[[ Text, beginning ]]
- Theatrical release poster
- Directed by: Michael Polish
- Screenplay by: Michael Polish
- Based on: 90 Minutes in Heaven by Don Piper and Cecil Murphey
- Produced by: Randall Emmett; Dawn Parouse; George Furla; Rick Jackson; Harrison Powell; Timothy C. Sullivan;
- Starring: Hayden Christensen; Kate Bosworth; Dwight Yoakam; Michael W. Smith; Fred Thompson;
- Cinematography: M. David Mullen
- Edited by: Cary Gries
- Music by: Michael W. Smith; Tyler Michael Smith;
- Production companies: Emmett/Furla Films; Family Christian Entertainment; Giving Films;
- Distributed by: Samuel Goldwyn Films
- Release date: September 11, 2015;
- Running time: 121 minutes
- Country: United States
- Language: English
- Budget: $5 million
- Box office: $4.8 million

= 90 Minutes in Heaven (film) =

90 Minutes in Heaven is a 2015 American Christian drama film directed by Michael Polish and starring Hayden Christensen, Kate Bosworth, Hudson Meek, Dwight Yoakam, Michael W. Smith, and Michael Harding. It is based on the bestselling book of the same name. It is the first film by Giving Films, a sister company to retail chain Family Christian Stores, and though the company announced plans to donate all profits from the film to charitable organizations, the poorly reviewed film showed a loss at the box office.

==Premise==
Baptist minister Don Piper is involved in a horrific car crash, pronounced dead at the scene and covered by a tarp. Ninety minutes later, having been brought to a hospital, he returns to life and claims to have seen Heaven and visited with deceased relatives while there.

==Production==
The project was shot in Atlanta, Georgia, and the shooting finished in March 2015. Since its publication, Don Piper's book was twice on the New York Times Best Seller list, was listed as a USA Today best-seller, and has sold 7 million copies in 46 languages.
[[ Text, end ]]
[[ Source data, beginning ]]
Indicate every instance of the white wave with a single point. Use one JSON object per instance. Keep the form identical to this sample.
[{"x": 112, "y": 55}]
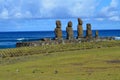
[[ Source data, end ]]
- [Exercises]
a) Answer these from the text on the film 90 Minutes in Heaven:
(i) Which company distributed the film?
(ii) Where was the project shot?
(iii) In how many languages has Don Piper's book sold?
b) Carry on the text about the film 90 Minutes in Heaven from its last sentence.
The data plays no part in what comes next.

- [Set of answers]
a)
(i) Samuel Goldwyn Films
(ii) Atlanta, Georgia
(iii) 46

b)
The producers chose to stay as true as possible to the book which inspired the film:
I think a lot of people read books, especially true stories, and then the movie is not even close to the real story and they make up things. I told Don that I thought the story stood for itself and my commitment to him was that it would be true to the book, and be true period.

Actress Kate Bosworth stated she "was amazed how Piper's story affects so many people" and that she felt blessed "to be a part of the movie's cast." Filming began in January 2015, and by March 8, 2015, filming had wrapped and the project went into post-production.

==Release==
===Home media===

90 Minutes in Heaven was released on DVD and Blu-ray on December 1, 2015.

==Reception==
90 Minutes in Heaven has received negative reviews from critics. As of December 2020, the film holds a 26% approval rating on Rotten Tomatoes, based on 23 reviews with an average rating of 4.6/10. Metacritic gives the film a score of 28 out of 100, based on reviews from 9 critics, indicating "generally unfavorable" reviews.